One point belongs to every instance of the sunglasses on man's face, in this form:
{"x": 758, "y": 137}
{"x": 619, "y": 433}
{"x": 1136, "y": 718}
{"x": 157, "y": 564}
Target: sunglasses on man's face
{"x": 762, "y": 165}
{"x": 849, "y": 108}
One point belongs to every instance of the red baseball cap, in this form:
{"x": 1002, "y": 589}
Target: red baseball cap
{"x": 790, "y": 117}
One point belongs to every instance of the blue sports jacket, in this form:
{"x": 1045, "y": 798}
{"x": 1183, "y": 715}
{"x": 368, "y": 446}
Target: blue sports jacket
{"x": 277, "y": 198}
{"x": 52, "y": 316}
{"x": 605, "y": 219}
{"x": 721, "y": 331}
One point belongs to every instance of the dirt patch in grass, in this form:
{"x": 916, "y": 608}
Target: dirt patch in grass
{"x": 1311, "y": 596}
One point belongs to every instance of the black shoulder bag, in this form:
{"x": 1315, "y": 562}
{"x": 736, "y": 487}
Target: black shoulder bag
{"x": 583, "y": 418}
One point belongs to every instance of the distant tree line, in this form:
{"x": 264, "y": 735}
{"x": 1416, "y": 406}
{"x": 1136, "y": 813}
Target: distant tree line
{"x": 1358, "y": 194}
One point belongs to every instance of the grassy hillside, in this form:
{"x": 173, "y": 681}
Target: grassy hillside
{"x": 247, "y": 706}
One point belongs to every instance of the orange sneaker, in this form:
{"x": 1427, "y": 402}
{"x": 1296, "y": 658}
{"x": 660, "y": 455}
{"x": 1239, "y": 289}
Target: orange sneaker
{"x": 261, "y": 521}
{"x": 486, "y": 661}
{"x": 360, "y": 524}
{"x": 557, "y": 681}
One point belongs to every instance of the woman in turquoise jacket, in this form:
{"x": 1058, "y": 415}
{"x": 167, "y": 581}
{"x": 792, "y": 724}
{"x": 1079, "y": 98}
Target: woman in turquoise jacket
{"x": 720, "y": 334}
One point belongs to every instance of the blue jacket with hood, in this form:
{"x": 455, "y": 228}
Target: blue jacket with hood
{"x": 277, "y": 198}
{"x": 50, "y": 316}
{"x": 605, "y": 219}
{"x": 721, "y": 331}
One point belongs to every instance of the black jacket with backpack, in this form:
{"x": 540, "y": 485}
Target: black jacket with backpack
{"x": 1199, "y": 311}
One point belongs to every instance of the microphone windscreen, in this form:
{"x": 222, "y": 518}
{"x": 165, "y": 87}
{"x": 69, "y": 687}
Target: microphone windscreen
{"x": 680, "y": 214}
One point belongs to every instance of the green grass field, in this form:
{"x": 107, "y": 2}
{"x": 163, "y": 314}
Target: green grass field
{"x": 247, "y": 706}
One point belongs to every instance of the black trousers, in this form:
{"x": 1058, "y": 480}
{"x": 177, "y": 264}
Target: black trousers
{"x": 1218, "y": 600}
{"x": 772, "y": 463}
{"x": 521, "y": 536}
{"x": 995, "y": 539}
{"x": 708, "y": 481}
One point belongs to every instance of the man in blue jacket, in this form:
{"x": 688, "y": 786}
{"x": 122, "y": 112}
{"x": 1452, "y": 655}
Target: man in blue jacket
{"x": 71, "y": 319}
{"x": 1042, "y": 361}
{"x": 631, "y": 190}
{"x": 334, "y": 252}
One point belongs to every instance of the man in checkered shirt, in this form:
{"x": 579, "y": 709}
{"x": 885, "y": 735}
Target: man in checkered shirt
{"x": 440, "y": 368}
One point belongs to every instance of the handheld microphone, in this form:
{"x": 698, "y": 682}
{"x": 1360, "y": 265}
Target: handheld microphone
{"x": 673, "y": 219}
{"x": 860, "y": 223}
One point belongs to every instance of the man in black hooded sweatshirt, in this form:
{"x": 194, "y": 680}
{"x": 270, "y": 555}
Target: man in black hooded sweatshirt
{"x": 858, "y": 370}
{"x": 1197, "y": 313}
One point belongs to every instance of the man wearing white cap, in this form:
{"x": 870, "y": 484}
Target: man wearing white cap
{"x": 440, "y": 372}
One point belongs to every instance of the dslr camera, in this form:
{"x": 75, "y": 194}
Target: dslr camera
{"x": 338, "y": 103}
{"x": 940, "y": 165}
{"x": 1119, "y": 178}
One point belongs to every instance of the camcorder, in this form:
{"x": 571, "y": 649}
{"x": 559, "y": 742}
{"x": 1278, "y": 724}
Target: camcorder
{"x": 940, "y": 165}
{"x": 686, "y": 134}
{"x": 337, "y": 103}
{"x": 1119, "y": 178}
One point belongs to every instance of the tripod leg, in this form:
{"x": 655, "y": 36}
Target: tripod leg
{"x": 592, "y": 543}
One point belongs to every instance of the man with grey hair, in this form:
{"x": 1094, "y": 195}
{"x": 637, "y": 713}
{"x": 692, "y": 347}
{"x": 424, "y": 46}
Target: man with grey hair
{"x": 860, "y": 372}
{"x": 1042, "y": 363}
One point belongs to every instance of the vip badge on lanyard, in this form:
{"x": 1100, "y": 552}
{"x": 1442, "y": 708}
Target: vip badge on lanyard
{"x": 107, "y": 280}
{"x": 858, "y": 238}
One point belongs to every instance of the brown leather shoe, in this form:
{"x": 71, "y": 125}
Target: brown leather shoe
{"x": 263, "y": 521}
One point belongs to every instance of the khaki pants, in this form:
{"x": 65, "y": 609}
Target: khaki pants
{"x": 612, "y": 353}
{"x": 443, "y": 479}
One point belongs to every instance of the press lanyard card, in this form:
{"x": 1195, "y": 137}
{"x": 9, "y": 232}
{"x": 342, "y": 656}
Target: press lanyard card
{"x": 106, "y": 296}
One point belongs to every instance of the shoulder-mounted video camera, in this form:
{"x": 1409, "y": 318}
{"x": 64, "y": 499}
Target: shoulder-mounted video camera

■ ■ ■ ■

- _Stated goal_
Could you reproduce the records above word for word, starting at the line that contains "One point belongs to every instance of the brown" and ending with the final line of the records, with both of those lines included?

- _Correct answer_
One point belongs to every instance of the brown leather shoe, in this form:
{"x": 71, "y": 125}
Target: brown leather shoe
{"x": 263, "y": 521}
One point belongs to every instance of the khaki pants, in this form:
{"x": 65, "y": 609}
Target: khaki pants
{"x": 612, "y": 353}
{"x": 443, "y": 479}
One point belongs to every instance of the press lanyard card, in this form:
{"x": 1195, "y": 137}
{"x": 9, "y": 232}
{"x": 342, "y": 656}
Target: press lanyard card
{"x": 106, "y": 296}
One point belongs to every instance of the shoulder-mounted video camera, in this form:
{"x": 1409, "y": 318}
{"x": 64, "y": 499}
Target: shoulder-mounted video camera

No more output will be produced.